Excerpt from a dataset
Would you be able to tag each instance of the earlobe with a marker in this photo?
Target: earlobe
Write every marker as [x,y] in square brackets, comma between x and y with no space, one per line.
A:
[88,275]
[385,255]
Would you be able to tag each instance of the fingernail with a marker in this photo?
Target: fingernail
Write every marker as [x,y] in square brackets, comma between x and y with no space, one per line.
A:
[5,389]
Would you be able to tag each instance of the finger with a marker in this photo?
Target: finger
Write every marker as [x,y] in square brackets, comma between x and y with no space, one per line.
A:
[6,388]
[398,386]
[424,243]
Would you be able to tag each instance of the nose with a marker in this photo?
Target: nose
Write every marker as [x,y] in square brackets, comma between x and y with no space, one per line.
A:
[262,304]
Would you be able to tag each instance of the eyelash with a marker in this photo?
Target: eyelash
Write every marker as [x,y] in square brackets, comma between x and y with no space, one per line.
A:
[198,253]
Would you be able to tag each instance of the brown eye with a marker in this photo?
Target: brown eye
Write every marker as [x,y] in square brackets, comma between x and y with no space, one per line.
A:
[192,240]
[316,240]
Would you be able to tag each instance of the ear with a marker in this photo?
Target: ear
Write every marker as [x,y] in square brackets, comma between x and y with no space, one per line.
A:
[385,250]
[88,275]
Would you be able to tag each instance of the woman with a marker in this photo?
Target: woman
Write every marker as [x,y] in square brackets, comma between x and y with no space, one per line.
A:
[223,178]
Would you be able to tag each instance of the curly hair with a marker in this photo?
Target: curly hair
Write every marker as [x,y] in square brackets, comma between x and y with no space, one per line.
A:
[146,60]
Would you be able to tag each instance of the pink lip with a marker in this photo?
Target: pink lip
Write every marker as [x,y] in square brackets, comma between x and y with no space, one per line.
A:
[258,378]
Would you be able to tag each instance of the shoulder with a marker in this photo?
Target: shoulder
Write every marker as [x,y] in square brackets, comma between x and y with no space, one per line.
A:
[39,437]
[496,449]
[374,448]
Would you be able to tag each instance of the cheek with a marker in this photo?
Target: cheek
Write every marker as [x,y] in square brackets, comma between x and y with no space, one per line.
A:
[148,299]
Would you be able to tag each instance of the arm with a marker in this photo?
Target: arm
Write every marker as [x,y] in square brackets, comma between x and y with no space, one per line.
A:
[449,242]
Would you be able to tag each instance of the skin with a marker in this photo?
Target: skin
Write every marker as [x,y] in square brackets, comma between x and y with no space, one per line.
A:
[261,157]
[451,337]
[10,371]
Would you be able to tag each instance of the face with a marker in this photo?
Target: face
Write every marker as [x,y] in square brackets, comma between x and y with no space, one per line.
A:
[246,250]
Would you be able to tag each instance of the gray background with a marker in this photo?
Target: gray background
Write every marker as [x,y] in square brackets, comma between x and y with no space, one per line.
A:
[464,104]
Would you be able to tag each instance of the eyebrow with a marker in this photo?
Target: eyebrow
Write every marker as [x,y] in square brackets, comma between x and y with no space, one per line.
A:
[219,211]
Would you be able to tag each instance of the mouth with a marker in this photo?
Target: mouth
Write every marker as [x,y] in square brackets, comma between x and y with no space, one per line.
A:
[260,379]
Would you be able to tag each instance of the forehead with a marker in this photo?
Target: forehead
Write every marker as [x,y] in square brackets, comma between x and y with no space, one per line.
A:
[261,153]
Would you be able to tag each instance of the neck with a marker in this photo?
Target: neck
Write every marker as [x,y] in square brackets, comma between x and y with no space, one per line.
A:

--- What this task involves ---
Restate all of the entries exactly, please.

--- Answer to this problem ---
Would you be able to tag each instance of the earlobe with a marker in this photo?
Target: earlobe
Write every marker as [x,y] in square brackets, comma between x and y with no space, one per line.
A:
[88,275]
[385,255]
Would you be able to tag each instance of the fingernail with a marker in this photo?
Target: fingernail
Write every marker as [x,y] in square brackets, comma between x and y with no space, one per line.
A:
[5,389]
Would you be able to tag each instance of the finger with a marker in this photo?
Target: finger
Write every marker as [x,y] in square brackets, comma between x and y with no space, one per line.
A:
[6,388]
[398,386]
[424,243]
Would you be able to tag each instance of the nose with a marker in this photo?
Target: nose
Write every marker as [x,y] in square brackets, comma between x and y with no space, one per line.
A:
[262,304]
Would you be able to tag each instance of the eyelash with a marker in this photo?
Target: eyelash
Write every marker as [x,y] in square brackets, comma between x and y with no space, one per line.
A:
[198,253]
Would you be able to tag each instance of the brown eye with a marker in this photo?
Target: brown eye
Write every marker as [x,y] in square brackets, comma between x and y with no space, one per line.
A:
[192,240]
[316,240]
Would you be able to tag each instance of the ear with a marker in this photo?
Target: ear
Write every marker as [x,y] in square brackets, comma between x and y with no space, one per line.
A:
[385,250]
[88,275]
Would you be able to tag each instance of the woman with a marker in this photo?
Target: woman
Write every marker as [x,y] in square brackets, comma between x and y with no space, one per line.
A:
[223,178]
Would you be able to tag each instance of the curly hair with a marker in this photo?
Target: curly hair
Write every marker as [x,y] in square brackets, comma between x and y with no space, one per line.
A:
[146,60]
Would you be able to tag each instance of the pink lip with a marker in this photo?
Target: pink lip
Write every marker as [x,y] in square brackets, comma between x and y with no space, one per line.
A:
[258,378]
Would you be able to tag each instance of the shoulder with a marker in this photo?
Target: shoulder
Write every marker as [x,y] in square brackets, comma between x and y with no space, one per line.
A:
[39,437]
[496,449]
[374,448]
Would you be able to tag each instance of the cheek with a marker in this photo?
Target: cheek
Write every marker as [x,y] in square brackets, comma between x and y with no space, one per line.
A:
[148,299]
Would you be able to tag each instance of the arm with a marker in this photo?
Target: arm
Write every marker as [x,y] in square brackets, comma between x and y with no space, one per line.
A:
[449,242]
Would you be able to tag each instance of the skin with a marker in this photo?
Target: skin
Write every marker as [x,y] in square brackets, comma between x and y with no space, one per line.
A:
[261,157]
[451,337]
[10,371]
Would you be able to tag each instance of the face with a marker in this photo?
Target: face
Write every marker as [x,y] in square brackets, comma between x and y with no space, one per line.
A:
[246,250]
Would you be able to tag each instance of the gray background with a marker in this photo?
Target: gray background
Write every marker as [x,y] in square brackets, comma between x and y with no space, one per line.
A:
[464,104]
Would you be able to tag each instance of the eyebrow with a marker in this photo?
Target: eyebrow
Write every marker as [x,y] in square brackets, comma between x and y with no space, one per line.
A:
[219,211]
Would you be able to tag each instance of the mouth with a marker in this photo?
Target: mouth
Write every marker as [x,y] in square brackets, comma between x and y with no space, one per line.
A:
[260,379]
Would you be able to tag each instance of the forehead with a marker in this photo?
Target: forehead
Write every marker as [x,y] in square brackets, comma between x and y with no space, one per line.
A:
[261,153]
Would you be able to tag each instance of the neck with a marker in this photo?
Target: neck
Write every marker as [x,y] in square brackets, comma between x and y with no space, one per line.
A:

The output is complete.